WHAT TO PRODUCE: The entries below must be copied exactly as they are.

BEGIN

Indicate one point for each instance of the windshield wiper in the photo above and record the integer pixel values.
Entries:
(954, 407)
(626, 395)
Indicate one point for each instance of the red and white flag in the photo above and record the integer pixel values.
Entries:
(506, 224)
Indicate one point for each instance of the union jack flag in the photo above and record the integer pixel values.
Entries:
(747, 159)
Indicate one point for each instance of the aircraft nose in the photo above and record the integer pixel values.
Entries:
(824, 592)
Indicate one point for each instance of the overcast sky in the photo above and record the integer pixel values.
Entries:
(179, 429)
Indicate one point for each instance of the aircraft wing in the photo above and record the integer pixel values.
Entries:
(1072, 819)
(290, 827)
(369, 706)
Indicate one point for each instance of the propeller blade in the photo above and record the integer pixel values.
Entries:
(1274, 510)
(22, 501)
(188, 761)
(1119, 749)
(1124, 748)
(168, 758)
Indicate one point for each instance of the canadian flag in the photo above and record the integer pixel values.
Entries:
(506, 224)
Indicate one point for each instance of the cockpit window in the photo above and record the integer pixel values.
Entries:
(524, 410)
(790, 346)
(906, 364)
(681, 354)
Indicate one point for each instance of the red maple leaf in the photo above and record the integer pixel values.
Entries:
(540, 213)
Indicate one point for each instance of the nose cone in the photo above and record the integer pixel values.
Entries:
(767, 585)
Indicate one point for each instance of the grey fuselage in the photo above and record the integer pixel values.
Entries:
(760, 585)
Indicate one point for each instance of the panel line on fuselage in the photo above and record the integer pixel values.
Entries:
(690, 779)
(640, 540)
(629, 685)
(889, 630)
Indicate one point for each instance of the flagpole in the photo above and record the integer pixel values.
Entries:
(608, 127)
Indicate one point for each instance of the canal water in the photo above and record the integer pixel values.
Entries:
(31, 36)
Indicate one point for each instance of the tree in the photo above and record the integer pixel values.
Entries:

END

OUTPUT FOR THIS EXERCISE:
Indicate one point for each instance of the windshield wiper in the photo above and record the integer pixel values.
Entries:
(954, 407)
(626, 395)
Indicate one point for each instance of the red and white flag in the photo above and record the integer pixel values.
Entries:
(506, 224)
Indicate one point for each instance of the union jack flag in the photo above and record the integer pixel values.
Entries:
(747, 159)
Indicate one point for each instance of the aircraft nose in the photo above and record the integer pixel values.
Entries:
(824, 592)
Indicate one point for each instance of the overcast sky in the photo above and record the integer pixel values.
Entries:
(179, 429)
Indicate one point for each instance of the aircraft wing in the photo above and record the integer pixel values.
Entries:
(1072, 819)
(290, 827)
(369, 706)
Indicate one point for each instance of the propeller blade in the photo above and record the integer pixel values.
Entries:
(1274, 510)
(22, 501)
(188, 761)
(1119, 749)
(1124, 748)
(168, 758)
Indicate one point for each instance of the canadian flag in the photo above and record the integer pixel values.
Entries:
(506, 224)
Indicate one point for each instance of the cockpit window in the photo above and record the integer pixel values.
Entries:
(524, 410)
(790, 346)
(906, 364)
(681, 354)
Indicate one point for each instance of the red maple leaf in the photo above and record the integer pixel values.
Entries:
(540, 213)
Indicate one point for each instance of the nose cone in the photo above and record the integer pixel values.
Entries:
(767, 585)
Indicate one point for each instance of the grey fuselage in the photo above and record the integer pixel values.
Entries:
(760, 585)
Indicate one point for each instance of the panel line on fuselage in the photo above and record the integer pixel values.
Entries:
(690, 779)
(640, 540)
(629, 685)
(889, 630)
Indicate one point for each instance of the flagpole in the photo above and record the integer pixel values.
Entries:
(608, 127)
Indicate one point for each instance of the canal water in the photo above and record the integer pixel values.
Entries:
(31, 36)
Indicate one point for each instance of the tree in the photo above and record the integer pixel values.
Entries:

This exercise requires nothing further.